-- begin Input material --
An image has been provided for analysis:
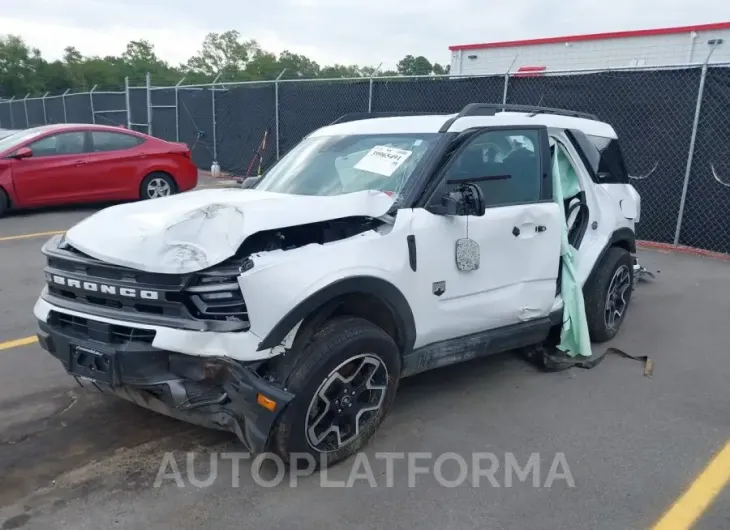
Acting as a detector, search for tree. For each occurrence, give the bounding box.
[185,30,261,79]
[0,30,449,98]
[396,55,433,75]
-- end Input material --
▶ **Short exercise**: Rewrite the records above with "detector" replaced by "locator" and everything else left as is. Omit the pictures from your answer.

▶ **Output**:
An image has been provided for analysis:
Acting as a locator, search for tree. For each occurrence, give the bounding box.
[185,30,261,79]
[0,30,449,98]
[396,55,433,75]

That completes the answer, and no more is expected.